Os Apóstolos parte III
por Roberto Macedo
6 - Mateus, assim mencionado por si próprio (10:3) e pelos Atos dos Apóstolos (1:13). Chamava-se antes Levi (ver Marcos, 2:14; 3:18; Lucas, 5:27; 6:15). Filho de Alfeu (Marcos, 2:14). Ora, filho de Alfeu também o era Tiago menor. Meio irmão, por parte de pai? Mero pormenor biográfico, menos importante que a irmanização, pelo vínculo da solidariedade cristã. Sabe-se que o apóstolo e evangelista Mateus, antes chamado Levi, surge por assim dizer a meio caminho, entre a seleção do grupo inicial e o completo arrebanhamento do escol;
a) - Pedro, André, João, Tiago maior, Filipe “no dia seguinte”;
b) - os demais, silenciada nos Evangelhos a ordem de vocações.

__________________________________________________

## Partes do exercício
1. Reproduza do texto sobre os apóstolos a parte que vai de "Os Apóstolos parte" até "ordem de vocações.", com ambos os trechos incluídos.
2. No texto sobre os apóstolos, qual era o nome de Mateus antes de ser chamado assim?

## Conteúdo dos dados
__________________________________________________

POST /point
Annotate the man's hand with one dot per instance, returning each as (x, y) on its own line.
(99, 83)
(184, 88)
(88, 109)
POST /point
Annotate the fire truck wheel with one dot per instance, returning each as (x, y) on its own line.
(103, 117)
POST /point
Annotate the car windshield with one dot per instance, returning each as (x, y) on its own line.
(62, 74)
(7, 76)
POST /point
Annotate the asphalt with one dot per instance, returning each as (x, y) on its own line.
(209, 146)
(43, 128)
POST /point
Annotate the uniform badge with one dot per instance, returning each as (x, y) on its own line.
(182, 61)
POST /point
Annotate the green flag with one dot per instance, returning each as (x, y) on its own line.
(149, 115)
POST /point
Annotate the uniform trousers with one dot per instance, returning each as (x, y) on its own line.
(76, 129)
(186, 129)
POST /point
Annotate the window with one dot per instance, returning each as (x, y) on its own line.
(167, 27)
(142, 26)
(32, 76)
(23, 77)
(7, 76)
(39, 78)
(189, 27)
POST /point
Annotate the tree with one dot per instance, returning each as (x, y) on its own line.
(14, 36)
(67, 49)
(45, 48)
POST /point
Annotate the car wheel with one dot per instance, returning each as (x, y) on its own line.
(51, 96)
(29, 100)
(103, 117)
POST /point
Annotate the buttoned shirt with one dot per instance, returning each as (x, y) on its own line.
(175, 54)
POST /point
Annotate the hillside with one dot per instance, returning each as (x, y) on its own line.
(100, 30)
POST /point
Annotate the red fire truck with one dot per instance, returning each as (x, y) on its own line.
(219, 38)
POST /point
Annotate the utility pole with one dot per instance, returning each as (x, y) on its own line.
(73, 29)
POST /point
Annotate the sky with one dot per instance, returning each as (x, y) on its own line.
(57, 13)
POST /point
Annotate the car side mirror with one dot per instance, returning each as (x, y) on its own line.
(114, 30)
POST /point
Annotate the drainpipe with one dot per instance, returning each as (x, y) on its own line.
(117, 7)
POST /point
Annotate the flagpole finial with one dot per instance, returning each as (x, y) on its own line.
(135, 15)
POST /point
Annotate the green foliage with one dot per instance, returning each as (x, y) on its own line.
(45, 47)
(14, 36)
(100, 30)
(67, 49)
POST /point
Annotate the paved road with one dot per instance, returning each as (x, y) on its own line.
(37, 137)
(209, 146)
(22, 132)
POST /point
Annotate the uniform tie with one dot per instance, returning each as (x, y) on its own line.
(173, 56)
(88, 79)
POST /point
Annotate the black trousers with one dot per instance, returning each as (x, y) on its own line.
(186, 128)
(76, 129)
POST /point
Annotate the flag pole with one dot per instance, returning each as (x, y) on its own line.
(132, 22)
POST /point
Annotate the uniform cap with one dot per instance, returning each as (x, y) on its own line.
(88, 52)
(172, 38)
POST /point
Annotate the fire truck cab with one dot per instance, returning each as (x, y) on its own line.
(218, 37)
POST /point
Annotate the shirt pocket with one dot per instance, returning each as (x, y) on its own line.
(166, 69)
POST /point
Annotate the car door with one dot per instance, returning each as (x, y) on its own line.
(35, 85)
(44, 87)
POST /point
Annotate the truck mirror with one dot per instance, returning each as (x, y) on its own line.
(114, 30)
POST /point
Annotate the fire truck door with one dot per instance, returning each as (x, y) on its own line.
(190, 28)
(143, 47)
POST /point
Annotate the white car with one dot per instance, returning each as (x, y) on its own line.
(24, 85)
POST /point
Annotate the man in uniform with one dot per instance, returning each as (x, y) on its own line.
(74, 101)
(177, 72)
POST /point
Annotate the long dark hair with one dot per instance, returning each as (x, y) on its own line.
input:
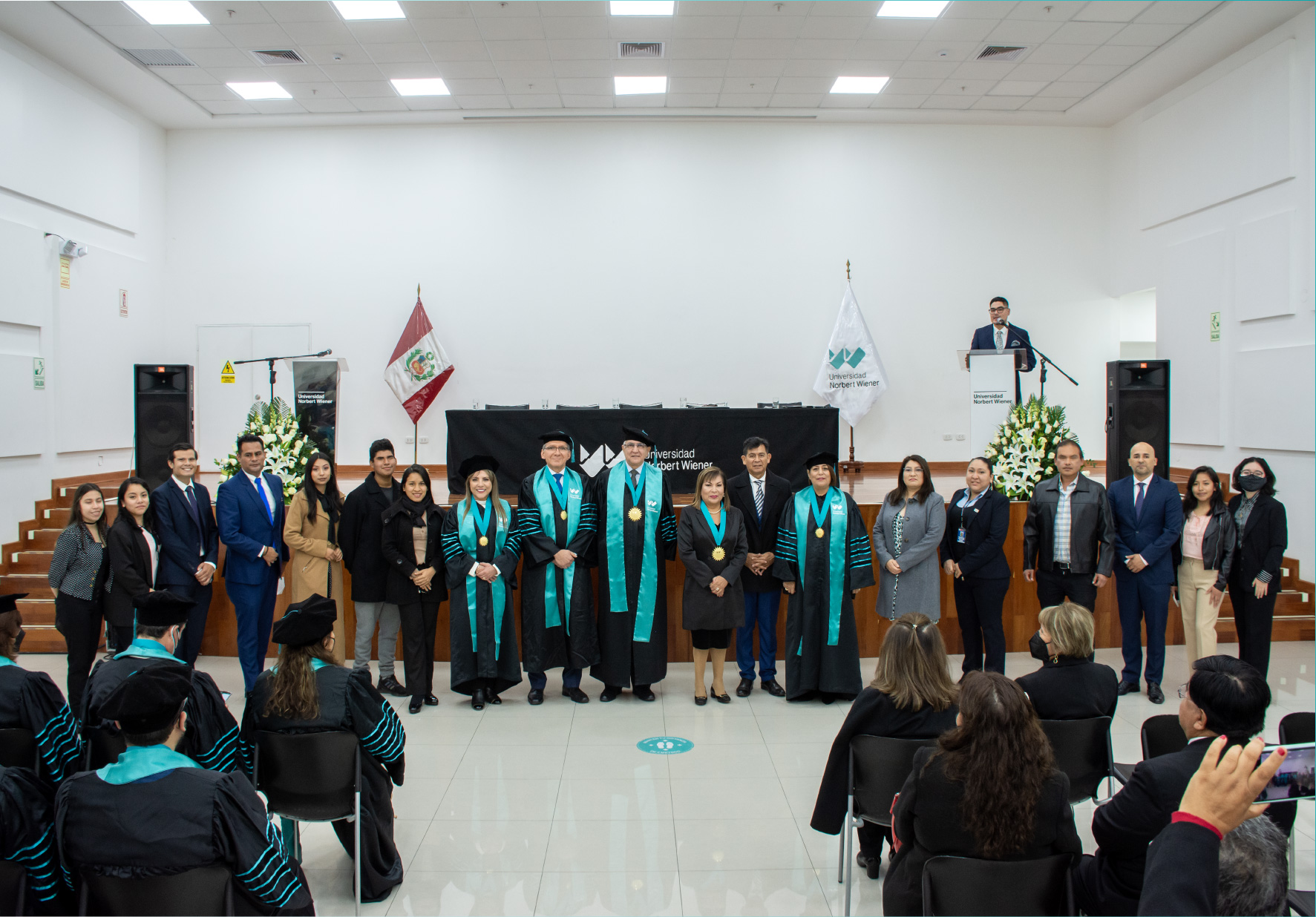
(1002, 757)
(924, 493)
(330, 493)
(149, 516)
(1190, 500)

__________________________________________________

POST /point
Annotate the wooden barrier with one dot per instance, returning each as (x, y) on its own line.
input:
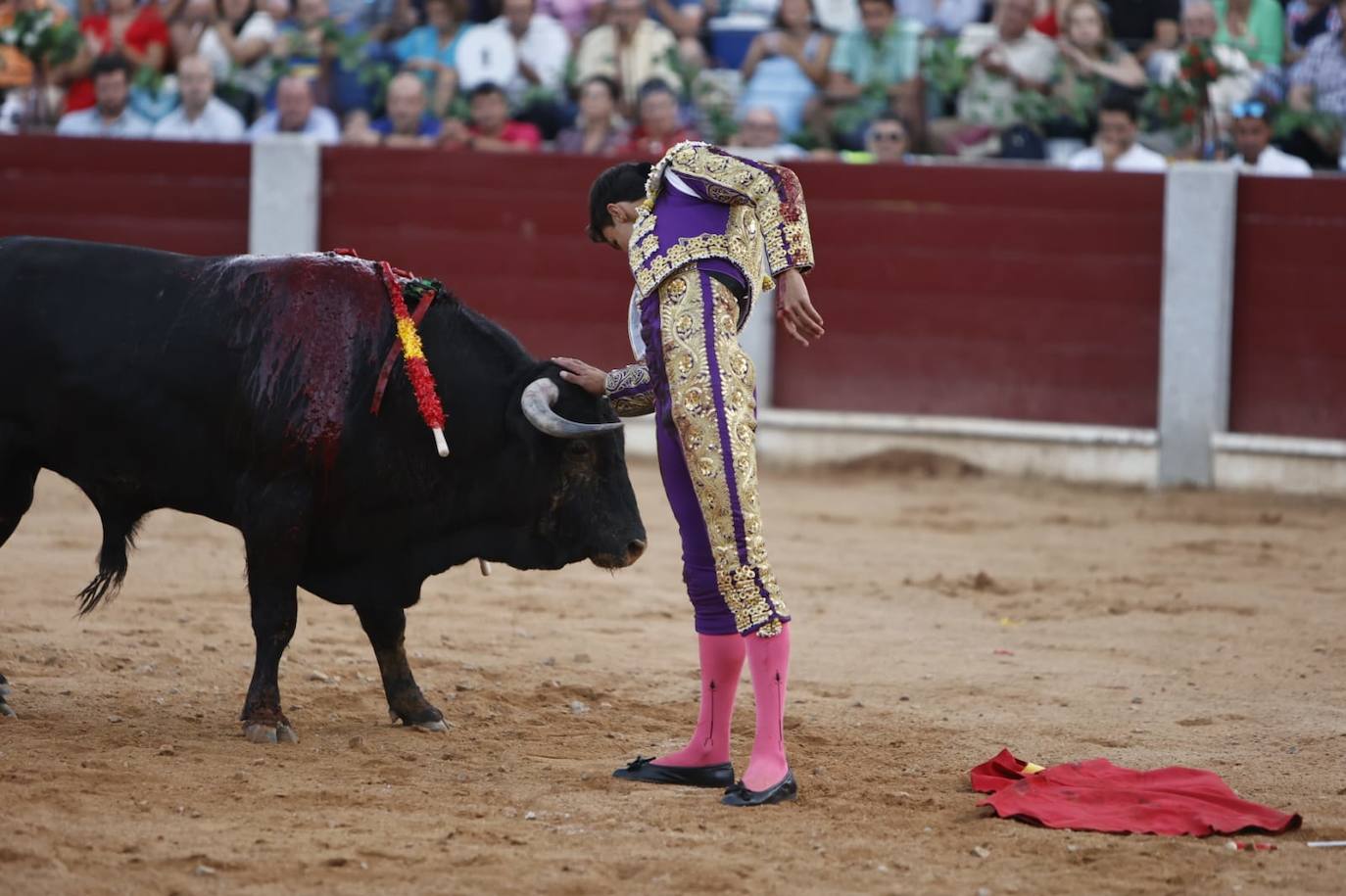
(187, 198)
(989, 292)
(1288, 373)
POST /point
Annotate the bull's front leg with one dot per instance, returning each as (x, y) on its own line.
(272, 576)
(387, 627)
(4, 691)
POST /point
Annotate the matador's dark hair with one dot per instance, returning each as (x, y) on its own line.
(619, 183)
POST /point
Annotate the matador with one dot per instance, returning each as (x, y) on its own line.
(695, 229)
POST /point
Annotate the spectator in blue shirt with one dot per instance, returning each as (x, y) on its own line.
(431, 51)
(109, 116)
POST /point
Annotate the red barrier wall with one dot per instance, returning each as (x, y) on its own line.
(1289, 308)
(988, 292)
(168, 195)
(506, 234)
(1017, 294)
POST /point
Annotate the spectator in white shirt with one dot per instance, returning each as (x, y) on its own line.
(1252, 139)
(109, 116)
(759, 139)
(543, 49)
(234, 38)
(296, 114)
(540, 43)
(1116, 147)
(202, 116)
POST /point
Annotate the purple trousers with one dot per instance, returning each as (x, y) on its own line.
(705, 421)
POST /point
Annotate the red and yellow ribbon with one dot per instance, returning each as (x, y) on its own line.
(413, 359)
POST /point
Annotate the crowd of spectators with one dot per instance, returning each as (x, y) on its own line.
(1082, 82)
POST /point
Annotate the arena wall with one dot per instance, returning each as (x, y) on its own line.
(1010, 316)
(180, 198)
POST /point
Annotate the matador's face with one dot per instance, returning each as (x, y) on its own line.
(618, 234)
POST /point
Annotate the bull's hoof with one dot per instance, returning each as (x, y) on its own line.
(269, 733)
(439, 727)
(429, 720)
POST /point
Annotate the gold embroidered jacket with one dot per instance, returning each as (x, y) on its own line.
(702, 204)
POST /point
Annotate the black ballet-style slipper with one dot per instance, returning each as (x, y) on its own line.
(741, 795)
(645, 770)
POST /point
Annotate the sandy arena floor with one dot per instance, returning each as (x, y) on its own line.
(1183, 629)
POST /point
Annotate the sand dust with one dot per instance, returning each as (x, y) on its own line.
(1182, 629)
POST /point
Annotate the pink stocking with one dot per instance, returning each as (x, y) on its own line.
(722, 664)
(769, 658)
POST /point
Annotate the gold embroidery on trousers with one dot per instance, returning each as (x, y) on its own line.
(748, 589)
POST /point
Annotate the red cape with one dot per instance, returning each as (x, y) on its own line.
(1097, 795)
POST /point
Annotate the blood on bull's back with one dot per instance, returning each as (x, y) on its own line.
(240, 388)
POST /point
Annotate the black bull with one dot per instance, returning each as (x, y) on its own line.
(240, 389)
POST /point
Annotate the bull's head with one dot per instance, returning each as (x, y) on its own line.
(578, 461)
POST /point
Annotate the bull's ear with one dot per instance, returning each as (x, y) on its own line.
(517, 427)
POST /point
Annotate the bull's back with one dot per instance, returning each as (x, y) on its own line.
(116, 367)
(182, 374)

__________________________________________________

## Respostas fornecidas
1.
Os Apóstolos parte III
por Roberto Macedo
6 - Mateus, assim mencionado por si próprio (10:3) e pelos Atos dos Apóstolos (1:13). Chamava-se antes Levi (ver Marcos, 2:14; 3:18; Lucas, 5:27; 6:15). Filho de Alfeu (Marcos, 2:14). Ora, filho de Alfeu também o era Tiago menor. Meio irmão, por parte de pai? Mero pormenor biográfico, menos importante que a irmanização, pelo vínculo da solidariedade cristã. Sabe-se que o apóstolo e evangelista Mateus, antes chamado Levi, surge por assim dizer a meio caminho, entre a seleção do grupo inicial e o completo arrebanhamento do escol;
a) - Pedro, André, João, Tiago maior, Filipe “no dia seguinte”;
b) - os demais, silenciada nos Evangelhos a ordem de vocações.

2. Levi.